EXERCISE
The complete set of records below must be repeated precisely as given.

(Source data)
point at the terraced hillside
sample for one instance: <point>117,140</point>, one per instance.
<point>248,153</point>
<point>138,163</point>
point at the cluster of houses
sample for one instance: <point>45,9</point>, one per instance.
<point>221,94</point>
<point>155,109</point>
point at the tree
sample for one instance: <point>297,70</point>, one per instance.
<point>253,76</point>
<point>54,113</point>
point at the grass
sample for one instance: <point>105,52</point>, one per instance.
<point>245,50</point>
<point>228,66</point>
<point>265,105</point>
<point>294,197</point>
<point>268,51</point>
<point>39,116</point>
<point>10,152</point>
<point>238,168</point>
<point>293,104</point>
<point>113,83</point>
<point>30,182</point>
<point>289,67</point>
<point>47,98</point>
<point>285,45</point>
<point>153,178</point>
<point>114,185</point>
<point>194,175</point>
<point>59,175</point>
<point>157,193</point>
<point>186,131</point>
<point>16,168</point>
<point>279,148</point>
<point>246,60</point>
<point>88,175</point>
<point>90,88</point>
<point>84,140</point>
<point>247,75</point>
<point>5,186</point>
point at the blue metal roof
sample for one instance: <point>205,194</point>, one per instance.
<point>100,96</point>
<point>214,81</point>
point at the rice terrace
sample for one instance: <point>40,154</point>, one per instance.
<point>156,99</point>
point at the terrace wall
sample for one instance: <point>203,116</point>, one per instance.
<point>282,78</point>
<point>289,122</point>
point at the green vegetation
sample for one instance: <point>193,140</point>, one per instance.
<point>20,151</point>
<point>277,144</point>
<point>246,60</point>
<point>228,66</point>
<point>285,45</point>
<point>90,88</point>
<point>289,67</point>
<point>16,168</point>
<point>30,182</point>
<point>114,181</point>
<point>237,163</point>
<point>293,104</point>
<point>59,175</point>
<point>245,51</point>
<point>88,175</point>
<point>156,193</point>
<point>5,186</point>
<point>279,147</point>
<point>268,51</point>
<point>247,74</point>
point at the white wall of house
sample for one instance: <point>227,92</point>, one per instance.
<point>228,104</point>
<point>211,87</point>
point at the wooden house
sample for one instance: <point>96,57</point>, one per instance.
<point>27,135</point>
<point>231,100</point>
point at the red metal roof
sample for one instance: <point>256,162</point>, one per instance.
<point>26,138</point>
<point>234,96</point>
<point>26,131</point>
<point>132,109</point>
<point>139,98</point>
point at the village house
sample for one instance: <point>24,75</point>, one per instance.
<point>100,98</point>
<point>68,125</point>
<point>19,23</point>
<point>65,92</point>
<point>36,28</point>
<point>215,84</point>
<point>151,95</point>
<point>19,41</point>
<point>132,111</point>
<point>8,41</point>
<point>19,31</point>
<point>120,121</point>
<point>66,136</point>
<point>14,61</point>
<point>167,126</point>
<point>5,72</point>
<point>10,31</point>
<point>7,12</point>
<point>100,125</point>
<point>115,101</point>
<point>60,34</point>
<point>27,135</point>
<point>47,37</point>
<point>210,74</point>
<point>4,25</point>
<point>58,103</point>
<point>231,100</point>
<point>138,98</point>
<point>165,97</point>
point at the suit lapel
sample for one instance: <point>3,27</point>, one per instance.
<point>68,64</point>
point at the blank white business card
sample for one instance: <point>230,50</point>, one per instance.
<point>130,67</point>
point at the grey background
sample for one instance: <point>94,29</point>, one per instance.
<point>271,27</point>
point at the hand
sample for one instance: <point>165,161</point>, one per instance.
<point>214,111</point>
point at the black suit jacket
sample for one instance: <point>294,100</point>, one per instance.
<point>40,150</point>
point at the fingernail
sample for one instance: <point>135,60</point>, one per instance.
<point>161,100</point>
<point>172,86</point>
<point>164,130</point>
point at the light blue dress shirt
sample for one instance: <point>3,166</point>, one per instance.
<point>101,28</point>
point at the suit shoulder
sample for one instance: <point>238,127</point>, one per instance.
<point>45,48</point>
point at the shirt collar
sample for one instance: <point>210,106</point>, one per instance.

EXPECTED ANSWER
point at the terraced hillside
sample for one instance: <point>117,140</point>, one per instance.
<point>248,153</point>
<point>138,163</point>
point at the cluster of houses
sample for one instance: <point>45,9</point>, one per instance.
<point>221,94</point>
<point>155,109</point>
point at the tree
sample for one instance: <point>297,70</point>, one per instance.
<point>253,76</point>
<point>54,113</point>
point at the grass
sample for one instance: <point>105,52</point>, one per instance.
<point>245,50</point>
<point>228,66</point>
<point>265,105</point>
<point>294,197</point>
<point>268,51</point>
<point>39,116</point>
<point>10,152</point>
<point>238,168</point>
<point>293,104</point>
<point>113,83</point>
<point>30,182</point>
<point>289,67</point>
<point>47,98</point>
<point>285,45</point>
<point>153,178</point>
<point>114,185</point>
<point>194,175</point>
<point>59,175</point>
<point>157,193</point>
<point>186,131</point>
<point>16,168</point>
<point>279,148</point>
<point>246,60</point>
<point>88,175</point>
<point>90,88</point>
<point>84,140</point>
<point>247,75</point>
<point>5,186</point>
point at the blue metal roof
sample for one instance: <point>205,194</point>, one per instance.
<point>100,96</point>
<point>214,81</point>
point at the rice terrace
sample for one instance: <point>40,154</point>, one per instance.
<point>156,99</point>
point at the terrace wall
sample for one instance: <point>203,116</point>, one per instance.
<point>282,78</point>
<point>289,122</point>
point at the green vegetation
sample for one instance: <point>193,140</point>, one per instance.
<point>20,151</point>
<point>277,144</point>
<point>246,60</point>
<point>228,66</point>
<point>285,45</point>
<point>90,88</point>
<point>289,67</point>
<point>16,168</point>
<point>30,182</point>
<point>114,181</point>
<point>237,163</point>
<point>293,104</point>
<point>59,175</point>
<point>245,51</point>
<point>88,175</point>
<point>156,193</point>
<point>5,186</point>
<point>279,147</point>
<point>268,51</point>
<point>247,74</point>
point at the white wall of house
sample for one instance: <point>227,92</point>, one per instance.
<point>228,104</point>
<point>211,87</point>
point at the wooden house
sample for one instance: <point>96,57</point>, one per instance.
<point>27,135</point>
<point>231,100</point>
point at the red metal roof
sample for one instance: <point>256,162</point>, one per instance.
<point>26,138</point>
<point>234,96</point>
<point>26,131</point>
<point>132,109</point>
<point>139,98</point>
point at the village house
sample for one instance: <point>24,75</point>, one per instance.
<point>100,98</point>
<point>68,125</point>
<point>19,23</point>
<point>65,92</point>
<point>36,28</point>
<point>215,84</point>
<point>151,95</point>
<point>19,41</point>
<point>132,111</point>
<point>8,41</point>
<point>19,31</point>
<point>120,121</point>
<point>66,136</point>
<point>14,61</point>
<point>167,126</point>
<point>5,72</point>
<point>10,31</point>
<point>7,12</point>
<point>100,125</point>
<point>115,101</point>
<point>60,34</point>
<point>27,135</point>
<point>47,37</point>
<point>210,74</point>
<point>4,25</point>
<point>58,103</point>
<point>231,100</point>
<point>138,98</point>
<point>165,97</point>
point at the suit lapel
sample for one instance: <point>3,27</point>, one per instance.
<point>68,64</point>
point at the blank white business card
sample for one instance: <point>230,50</point>, one per instance.
<point>130,67</point>
point at the grey background
sample for one instance: <point>94,29</point>, one per instance.
<point>271,27</point>
point at the hand
sample for one instance: <point>165,161</point>, one per instance.
<point>214,111</point>
point at the black suit jacket
sample for one instance: <point>294,100</point>, one per instance.
<point>40,150</point>
point at the fingernail
sample for one instance: <point>135,60</point>, one per instance.
<point>161,100</point>
<point>172,86</point>
<point>164,130</point>
point at the light blue dress shirt
sample for one instance: <point>3,166</point>, one per instance.
<point>101,28</point>
point at the suit shoulder
sample for one instance: <point>238,127</point>, one per instance.
<point>45,48</point>
point at the shirt collar
sample for one instance: <point>210,106</point>, one per instance.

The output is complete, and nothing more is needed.